GIVEN PROBLEM
Below are some records; return each one exactly.

(Dataset excerpt)
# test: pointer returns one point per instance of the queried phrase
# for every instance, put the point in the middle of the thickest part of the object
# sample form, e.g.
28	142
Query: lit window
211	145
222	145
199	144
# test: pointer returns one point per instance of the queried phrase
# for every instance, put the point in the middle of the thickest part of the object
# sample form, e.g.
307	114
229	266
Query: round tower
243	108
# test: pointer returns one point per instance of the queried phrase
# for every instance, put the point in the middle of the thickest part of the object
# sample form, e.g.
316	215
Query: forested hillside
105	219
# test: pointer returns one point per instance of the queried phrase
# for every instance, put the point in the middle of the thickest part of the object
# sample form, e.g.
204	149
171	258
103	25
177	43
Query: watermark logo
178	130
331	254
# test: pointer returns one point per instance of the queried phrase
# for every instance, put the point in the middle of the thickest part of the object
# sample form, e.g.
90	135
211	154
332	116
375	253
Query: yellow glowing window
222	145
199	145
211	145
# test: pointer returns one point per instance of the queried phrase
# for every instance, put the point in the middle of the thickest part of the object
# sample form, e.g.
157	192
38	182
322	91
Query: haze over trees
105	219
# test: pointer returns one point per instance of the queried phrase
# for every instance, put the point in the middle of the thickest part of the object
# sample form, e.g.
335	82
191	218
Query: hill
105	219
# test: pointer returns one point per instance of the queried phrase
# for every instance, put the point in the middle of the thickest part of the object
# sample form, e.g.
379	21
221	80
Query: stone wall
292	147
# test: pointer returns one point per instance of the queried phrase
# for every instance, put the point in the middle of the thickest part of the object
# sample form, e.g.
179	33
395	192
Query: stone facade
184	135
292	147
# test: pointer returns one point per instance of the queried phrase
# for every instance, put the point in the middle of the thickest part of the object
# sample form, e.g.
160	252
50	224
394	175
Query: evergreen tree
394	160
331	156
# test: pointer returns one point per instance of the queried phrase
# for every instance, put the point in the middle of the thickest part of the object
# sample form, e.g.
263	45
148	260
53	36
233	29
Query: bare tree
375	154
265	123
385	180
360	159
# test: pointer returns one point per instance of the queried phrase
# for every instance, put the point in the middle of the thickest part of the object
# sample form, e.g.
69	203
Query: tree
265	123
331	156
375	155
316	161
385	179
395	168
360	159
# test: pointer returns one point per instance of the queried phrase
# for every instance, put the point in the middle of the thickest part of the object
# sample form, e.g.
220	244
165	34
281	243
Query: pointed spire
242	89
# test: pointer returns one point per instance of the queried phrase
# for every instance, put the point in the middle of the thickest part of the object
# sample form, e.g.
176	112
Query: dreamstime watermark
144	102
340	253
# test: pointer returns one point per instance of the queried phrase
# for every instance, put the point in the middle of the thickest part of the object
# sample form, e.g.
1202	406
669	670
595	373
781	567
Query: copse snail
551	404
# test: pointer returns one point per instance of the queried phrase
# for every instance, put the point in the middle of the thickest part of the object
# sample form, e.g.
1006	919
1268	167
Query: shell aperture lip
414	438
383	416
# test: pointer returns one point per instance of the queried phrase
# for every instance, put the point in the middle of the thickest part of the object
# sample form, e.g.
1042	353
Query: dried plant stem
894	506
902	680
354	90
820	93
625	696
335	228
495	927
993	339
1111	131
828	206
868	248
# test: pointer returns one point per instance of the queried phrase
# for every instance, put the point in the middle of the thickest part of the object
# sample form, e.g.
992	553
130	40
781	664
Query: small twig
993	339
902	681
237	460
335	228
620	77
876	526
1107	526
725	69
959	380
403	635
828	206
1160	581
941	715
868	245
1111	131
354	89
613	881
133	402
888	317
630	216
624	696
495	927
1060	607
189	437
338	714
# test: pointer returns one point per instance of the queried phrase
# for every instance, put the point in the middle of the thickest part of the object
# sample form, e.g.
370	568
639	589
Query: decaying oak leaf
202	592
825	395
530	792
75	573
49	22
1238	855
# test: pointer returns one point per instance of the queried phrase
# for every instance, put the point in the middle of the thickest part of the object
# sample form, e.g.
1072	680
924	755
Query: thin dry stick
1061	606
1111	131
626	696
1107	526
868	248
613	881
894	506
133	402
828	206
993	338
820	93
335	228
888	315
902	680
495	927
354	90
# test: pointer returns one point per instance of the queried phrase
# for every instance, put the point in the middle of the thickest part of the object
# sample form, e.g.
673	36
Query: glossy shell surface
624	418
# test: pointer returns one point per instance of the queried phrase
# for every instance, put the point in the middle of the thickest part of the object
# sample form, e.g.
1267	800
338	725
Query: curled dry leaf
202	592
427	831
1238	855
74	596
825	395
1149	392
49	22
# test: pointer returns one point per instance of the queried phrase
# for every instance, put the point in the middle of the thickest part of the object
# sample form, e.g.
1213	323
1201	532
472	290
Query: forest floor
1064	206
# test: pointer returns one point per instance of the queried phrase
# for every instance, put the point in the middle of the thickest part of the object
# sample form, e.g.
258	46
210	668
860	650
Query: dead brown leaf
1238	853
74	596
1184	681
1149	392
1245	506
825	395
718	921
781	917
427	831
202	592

RESULT FOR THIS EXERCISE
# test: pointer returns one point per instance of the queried phrase
# for every instance, put the point in the middle of the thickest part of the object
# sample form, e.g.
28	142
Query: lit window
211	145
222	145
199	144
# test: pointer returns one point per instance of the queried phrase
# for every instance, put the point in the middle of the thickest part of the object
# sample form, e.g.
307	114
229	266
Query: round tower
243	108
# test: pointer returns one point per instance of the queried phrase
# for every instance, put the point in the middle of the thickest part of the object
# sample form, e.g.
316	215
Query: forested hillside
105	219
# test: pointer returns one point per instance of the queried phrase
# for every instance, put the point in the middle of the thickest part of the object
# sample form, e.g.
204	149
171	258
103	25
177	43
Query: watermark logo
178	130
331	254
# test: pointer returns one point per instance of the queried phrase
# for every instance, put the point in the middle of the thickest part of the object
# sample form, e.g.
90	135
211	154
332	116
375	253
Query: yellow glowing window
222	145
199	145
211	145
# test: pointer returns one point per instance of the queried phrase
# for every instance, put the point in the middle of the thickest part of the object
# sample form, e.g.
157	192
38	182
322	91
Query: haze over trees
105	219
# test: pointer returns one point per instance of the queried phrase
# for every instance, put the point in the middle of the thickest part of the object
# sample form, e.g.
335	82
191	218
Query: hill
105	219
# test: pointer returns one point per instance of the queried phrase
# for every instance, put the point in the middle of the thickest part of the object
# sample form, e.g.
379	21
221	80
Query: stone wall
292	147
# test: pointer returns one point per instance of the queried phrase
# for every instance, put the point in the middle of the thickest part of the object
# sample form, e.g.
179	33
395	192
Query: stone facade
184	135
292	147
# test: pointer returns one point per instance of the queried phrase
# for every instance, put the point in the middle of the thickest part of the object
# sample form, e.g.
160	252
50	224
394	175
Query: evergreen tree
394	160
331	156
# test: pointer returns one point per instance of the queried phrase
# for every instance, put the point in the middle of the thickest part of the object
# sample form, e.g.
263	45
148	260
53	36
233	29
Query: bare tree
375	154
265	123
385	180
360	159
# test: pointer returns one point per instance of the queried phrase
# for every instance, put the point in the middle of the thickest part of the object
# sample form, e.g.
69	203
Query: tree
265	123
331	156
375	155
316	161
385	179
395	168
360	159
# test: pointer returns one point per instance of the queried phrase
# for every instance, put the point in the middle of the thickest part of the object
# sample form, e.g.
220	244
165	34
281	243
Query: pointed spire
242	89
# test: pointer returns one point per instance of the queried phrase
# for every instance, put the point in the middle of the thickest part of the object
# sample form, e.g.
176	112
Query: dreamstime watermark
144	102
340	253
# test: pointer returns one point per instance of the queried phrase
# for every instance, put the point in the middle of the thickest part of the object
# sample form, e.g.
1202	406
669	670
595	373
781	567
Query: copse snail
551	404
# test: pointer returns one point per instance of the queried phrase
# for every instance, put the point in the middle of the thickest part of the object
# sample form, e.g.
1006	919
1268	167
Query: shell aperture lip
414	438
383	416
# test: pointer returns one point per instance of the queried phrase
# for every instance, put the point in the middle of the thickest part of the object
# sample form, e.g.
1042	353
Query: dried plant stem
894	506
902	680
354	90
820	93
625	696
335	228
495	927
993	339
1111	131
828	206
868	248
# test: pointer returns one point per instance of the queried phrase
# for every instance, put the point in the middle of the thickest part of the object
# sample form, e.g.
992	553
130	40
781	664
Query: small twig
993	339
902	681
237	460
335	228
620	77
876	526
1107	526
725	69
959	380
403	635
828	206
1160	581
941	715
868	245
1111	131
354	89
613	881
133	402
888	317
630	216
624	696
495	927
1060	607
189	437
338	714
# test: pointer returns one point per instance of the queried phrase
# for every instance, put the point in the middle of the thickest part of the object
# sample form, e.g.
370	568
639	589
Query: decaying oak leaf
202	592
825	395
530	792
75	573
49	22
1238	855
# test: pointer returns one point per instance of the queried phrase
# for every instance, put the point in the middle of the thickest part of the object
# sample form, e.g.
1072	680
924	755
Query: thin dry stick
1061	606
1111	131
626	696
1107	526
868	248
613	881
894	506
133	402
828	206
993	338
820	93
335	228
888	315
902	680
495	927
354	90
# test: pointer returns one point per instance of the queried phrase
# for every instance, put the point in the middle of the thickest part of the object
# sample form, e.g.
673	36
Query: glossy shell surface
624	418
# test: pointer returns one point per instance of the queried phrase
# for every instance, put the point in the middle of the thickest part of the object
# sample form, e.g.
1267	800
338	725
Query: curled dry leaf
202	592
427	831
1238	855
74	596
825	395
1149	392
49	22
# test: pointer returns one point per instance of the queried phrase
# for every instance, put the point in the middle of the thickest part of the object
# sample form, e.g.
1213	323
1201	532
472	290
Query: forest floor
1064	206
# test: pointer returns one point per instance of the queried phrase
# for every instance, put the point in the middle of the thickest part of the object
# sample form, e.g.
258	46
210	668
860	650
Query: dead brown leaf
1238	853
74	596
1184	681
1149	392
1245	506
825	395
718	921
781	917
427	831
202	592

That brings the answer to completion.